▶ INSTRUCTIONS FOR THE TASK
Rewrite every line of the items from the line with "batch is vest" through the end of the items, keeping all text as is but multiplying each bounding-box coordinate in the answers by 0.35 and rounding to whole numbers, halves up.
══ DATA PROVIDED
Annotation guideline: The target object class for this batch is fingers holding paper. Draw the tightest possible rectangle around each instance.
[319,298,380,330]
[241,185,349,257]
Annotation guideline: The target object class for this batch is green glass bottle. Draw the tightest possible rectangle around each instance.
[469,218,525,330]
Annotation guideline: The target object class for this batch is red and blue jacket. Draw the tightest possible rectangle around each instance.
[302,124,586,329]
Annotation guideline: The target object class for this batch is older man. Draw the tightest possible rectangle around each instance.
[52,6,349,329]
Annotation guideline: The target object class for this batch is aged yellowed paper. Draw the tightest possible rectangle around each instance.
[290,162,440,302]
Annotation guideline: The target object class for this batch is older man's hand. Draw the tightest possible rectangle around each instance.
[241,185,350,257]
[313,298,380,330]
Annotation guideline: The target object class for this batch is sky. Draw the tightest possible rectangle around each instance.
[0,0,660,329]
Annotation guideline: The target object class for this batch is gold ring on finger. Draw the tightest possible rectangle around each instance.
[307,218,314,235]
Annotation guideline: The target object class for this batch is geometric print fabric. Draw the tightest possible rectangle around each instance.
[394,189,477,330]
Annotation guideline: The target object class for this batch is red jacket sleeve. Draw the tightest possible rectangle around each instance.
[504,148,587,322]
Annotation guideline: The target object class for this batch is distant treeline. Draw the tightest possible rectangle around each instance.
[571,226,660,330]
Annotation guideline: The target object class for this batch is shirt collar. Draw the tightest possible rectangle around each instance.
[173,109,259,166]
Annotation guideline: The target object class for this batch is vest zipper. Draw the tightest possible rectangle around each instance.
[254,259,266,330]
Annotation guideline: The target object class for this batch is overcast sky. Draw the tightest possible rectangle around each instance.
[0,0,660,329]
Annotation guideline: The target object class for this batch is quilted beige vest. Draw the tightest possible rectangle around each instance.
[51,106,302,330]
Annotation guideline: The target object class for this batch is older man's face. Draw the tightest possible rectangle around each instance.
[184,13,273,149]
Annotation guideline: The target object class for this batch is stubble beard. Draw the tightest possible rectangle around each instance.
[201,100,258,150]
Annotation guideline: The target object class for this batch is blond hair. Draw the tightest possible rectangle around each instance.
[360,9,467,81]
════
▶ RESULT BELOW
Annotation guideline: The target object class for this batch is vest zipper. Draw the tightest possible rectangle around each instance.
[89,91,93,116]
Annotation guideline: The target object class for this batch is overcast sky. Draw the tightest possible rectangle around each instance.
[0,0,231,115]
Annotation guideline: The target object class for this batch is quilted beige vest. Draw the tightest possible rectangle around each instance.
[18,37,106,116]
Annotation guideline: The target object class for this batch is older man's face. Draw the tightest possible rectangle around each instance.
[64,5,96,52]
Annotation guideline: The target object class for this batch is stubble beard. Draw the tightest possible rectangle around each instance.
[70,35,90,53]
Annotation guideline: The target object class for this batch is blond hair. Draw the tightest possible rectangle around each instance.
[126,3,163,28]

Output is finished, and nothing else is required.